[begin Working data]
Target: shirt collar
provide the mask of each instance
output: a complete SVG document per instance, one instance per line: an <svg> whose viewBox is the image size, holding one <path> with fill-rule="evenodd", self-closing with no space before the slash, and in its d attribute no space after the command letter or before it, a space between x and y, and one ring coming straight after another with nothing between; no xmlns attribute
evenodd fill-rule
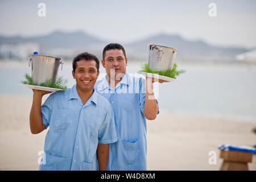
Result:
[end Working data]
> Task goal: Please copy out every row above word for word, leaving out the pictures.

> Exercise response:
Target: shirt collar
provide the mask of each instance
output: a complete SVG document per instance, one instance per line: an <svg> whose viewBox is the image size, holding one <path> with fill-rule="evenodd", self-closing with no space before the slash, and in its d attribute no space after the command letter or before it, a space between x and y, and one ring coming straight after another with nothing between; no xmlns attribute
evenodd fill-rule
Result:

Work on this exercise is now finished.